| Exercise brief |
Please return every record exactly as it appears.

| Records for this task |
************
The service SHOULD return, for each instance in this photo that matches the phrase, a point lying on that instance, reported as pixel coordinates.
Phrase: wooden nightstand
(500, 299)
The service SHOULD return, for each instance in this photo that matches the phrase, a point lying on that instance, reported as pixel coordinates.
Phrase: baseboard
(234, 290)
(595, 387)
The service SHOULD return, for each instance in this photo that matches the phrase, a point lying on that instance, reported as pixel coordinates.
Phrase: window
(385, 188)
************
| Response for this exercise |
The service SHOULD return, for each instance in this photo that matches the phrase, a point lying on that instance, reported as pixel coordinates.
Phrase: wooden nightstand
(500, 299)
The service SHOULD return, for each instance in this photo that matches the phrase, a point lying on that instance, reported as pixel coordinates.
Phrase: baseboard
(234, 290)
(595, 387)
The service SHOULD return, for each instance in this photo that matches the phrase, a point lying on that instance, reported as pixel coordinates.
Phrase: window
(385, 188)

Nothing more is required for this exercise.